PASSAGE TO READ →
-- START --

EKS Module V21: Fixing Eks_managed_node_group Errors

Oct 25, 2025 by SLV Team 53 views

Hey folks! 👋 I've been wrestling with an issue when using the eks_managed_node_group with the EKS module version 21, and I figured I'd share my experience and how I (kinda) fixed it. If you're using Terraform and running into this, then maybe this can help you, too.

The Problem: "Invalid count argument" ⚠️

So, the scenario is this: I'm using the hashicorp/aws provider, specifically version ~> 6, along with the EKS module version ~> 21. My EKS cluster is on version 1.32. When I run tofu plan (I'm using OpenTofu, but the Terraform behavior is the same, guys!), I keep getting this gnarly error popping up:

│ Error: Invalid count argument
│
│ on .terraform/modules/eks.eks/modules/eks-managed-node-group/main.tf line 2, in data "aws_partition" "current":
│  2: count = var.create && var.partition == "" ? 1 : 0
│
│ The "count" value depends on resource attributes that cannot be determined until apply, so OpenTofu cannot predict how many instances will be created.
│
│ To work around this, use the planning option -exclude=module.eks.module.eks.module.eks_managed_node_group["bootstrap"].data.aws_partition.current to first apply
│ without this object, and then apply normally to converge.

-- END --

PROVIDED INFORMATION →
-- START --

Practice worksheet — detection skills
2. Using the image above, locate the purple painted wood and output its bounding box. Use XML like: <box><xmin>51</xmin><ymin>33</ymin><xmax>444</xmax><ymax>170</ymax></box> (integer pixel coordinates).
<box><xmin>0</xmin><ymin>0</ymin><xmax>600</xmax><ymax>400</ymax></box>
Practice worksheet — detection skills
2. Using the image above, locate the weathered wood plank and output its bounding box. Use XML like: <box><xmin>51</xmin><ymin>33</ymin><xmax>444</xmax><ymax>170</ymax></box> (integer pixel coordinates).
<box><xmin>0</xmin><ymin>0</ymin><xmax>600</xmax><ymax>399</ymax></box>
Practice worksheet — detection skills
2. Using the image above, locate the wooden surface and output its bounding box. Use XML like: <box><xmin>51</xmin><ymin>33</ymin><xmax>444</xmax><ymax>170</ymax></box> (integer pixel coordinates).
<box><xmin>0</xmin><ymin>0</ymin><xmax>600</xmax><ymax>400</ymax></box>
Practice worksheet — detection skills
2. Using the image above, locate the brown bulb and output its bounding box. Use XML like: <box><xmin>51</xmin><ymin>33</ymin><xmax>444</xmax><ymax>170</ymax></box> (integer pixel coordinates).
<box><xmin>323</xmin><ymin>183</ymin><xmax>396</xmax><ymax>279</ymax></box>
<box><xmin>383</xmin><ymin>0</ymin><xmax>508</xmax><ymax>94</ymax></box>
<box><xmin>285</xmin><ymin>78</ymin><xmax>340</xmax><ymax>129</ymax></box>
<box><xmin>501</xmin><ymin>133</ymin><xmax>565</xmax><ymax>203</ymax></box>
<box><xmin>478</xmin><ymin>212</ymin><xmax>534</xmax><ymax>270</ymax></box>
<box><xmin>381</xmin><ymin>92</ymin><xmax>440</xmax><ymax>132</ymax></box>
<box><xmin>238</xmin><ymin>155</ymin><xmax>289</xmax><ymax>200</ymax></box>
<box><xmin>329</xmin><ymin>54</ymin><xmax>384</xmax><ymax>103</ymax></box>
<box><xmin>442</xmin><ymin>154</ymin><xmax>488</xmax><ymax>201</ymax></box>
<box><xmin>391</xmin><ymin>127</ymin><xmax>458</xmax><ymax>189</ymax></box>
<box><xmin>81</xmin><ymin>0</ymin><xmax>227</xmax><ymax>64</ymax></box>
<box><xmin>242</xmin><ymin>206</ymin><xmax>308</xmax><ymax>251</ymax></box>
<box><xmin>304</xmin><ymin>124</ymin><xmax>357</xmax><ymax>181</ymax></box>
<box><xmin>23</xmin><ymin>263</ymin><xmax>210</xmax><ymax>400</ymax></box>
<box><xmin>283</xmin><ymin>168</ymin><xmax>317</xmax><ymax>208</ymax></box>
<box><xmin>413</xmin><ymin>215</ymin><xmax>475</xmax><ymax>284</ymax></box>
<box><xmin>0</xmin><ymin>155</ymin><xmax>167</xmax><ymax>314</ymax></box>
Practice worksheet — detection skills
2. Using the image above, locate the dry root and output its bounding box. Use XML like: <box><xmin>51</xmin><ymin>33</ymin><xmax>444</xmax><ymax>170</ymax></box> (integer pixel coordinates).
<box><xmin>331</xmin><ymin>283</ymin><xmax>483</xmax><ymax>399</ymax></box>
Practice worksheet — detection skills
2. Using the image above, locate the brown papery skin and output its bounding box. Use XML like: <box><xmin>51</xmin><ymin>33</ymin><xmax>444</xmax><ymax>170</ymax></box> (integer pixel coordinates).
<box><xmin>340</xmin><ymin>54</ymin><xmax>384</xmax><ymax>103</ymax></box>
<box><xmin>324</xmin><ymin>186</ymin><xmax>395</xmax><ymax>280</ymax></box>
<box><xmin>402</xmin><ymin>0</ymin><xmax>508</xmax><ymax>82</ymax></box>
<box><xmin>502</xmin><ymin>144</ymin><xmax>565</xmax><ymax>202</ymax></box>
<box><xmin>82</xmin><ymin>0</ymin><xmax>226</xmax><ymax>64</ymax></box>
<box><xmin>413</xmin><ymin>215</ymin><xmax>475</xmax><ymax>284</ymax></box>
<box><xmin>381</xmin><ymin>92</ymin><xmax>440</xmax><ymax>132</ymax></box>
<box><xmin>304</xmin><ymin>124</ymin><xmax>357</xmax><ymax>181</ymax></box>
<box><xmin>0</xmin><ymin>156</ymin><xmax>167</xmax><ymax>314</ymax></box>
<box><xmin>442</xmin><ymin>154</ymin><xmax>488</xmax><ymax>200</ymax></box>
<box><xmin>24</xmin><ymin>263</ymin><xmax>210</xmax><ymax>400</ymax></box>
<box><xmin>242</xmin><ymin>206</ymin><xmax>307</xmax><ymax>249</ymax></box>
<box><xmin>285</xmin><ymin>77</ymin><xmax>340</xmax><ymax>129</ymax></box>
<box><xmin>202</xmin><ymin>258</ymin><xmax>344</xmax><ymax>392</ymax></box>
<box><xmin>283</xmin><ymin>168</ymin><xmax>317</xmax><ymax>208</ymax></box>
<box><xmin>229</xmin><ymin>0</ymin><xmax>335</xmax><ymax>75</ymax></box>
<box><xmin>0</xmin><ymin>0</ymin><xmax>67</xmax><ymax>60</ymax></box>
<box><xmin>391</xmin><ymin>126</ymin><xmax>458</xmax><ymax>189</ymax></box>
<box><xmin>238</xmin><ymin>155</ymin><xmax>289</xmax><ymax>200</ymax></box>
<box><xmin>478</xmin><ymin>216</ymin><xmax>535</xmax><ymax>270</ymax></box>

-- END --

Return, word for word, the passage of the EKS node group post from "So, the scenario" to "will be created.". The records play no part in this exercise.

SOLUTION FOR THIS EXERCISE →
So, the scenario is this: I'm using the hashicorp/aws provider, specifically version ~> 6, along with the EKS module version ~> 21. My EKS cluster is on version 1.32. When I run tofu plan (I'm using OpenTofu, but the Terraform behavior is the same, guys!), I keep getting this gnarly error popping up:

│ Error: Invalid count argument
│
│ on .terraform/modules/eks.eks/modules/eks-managed-node-group/main.tf line 2, in data "aws_partition" "current":
│  2: count = var.create && var.partition == "" ? 1 : 0
│
│ The "count" value depends on resource attributes that cannot be determined until apply, so OpenTofu cannot predict how many instances will be created.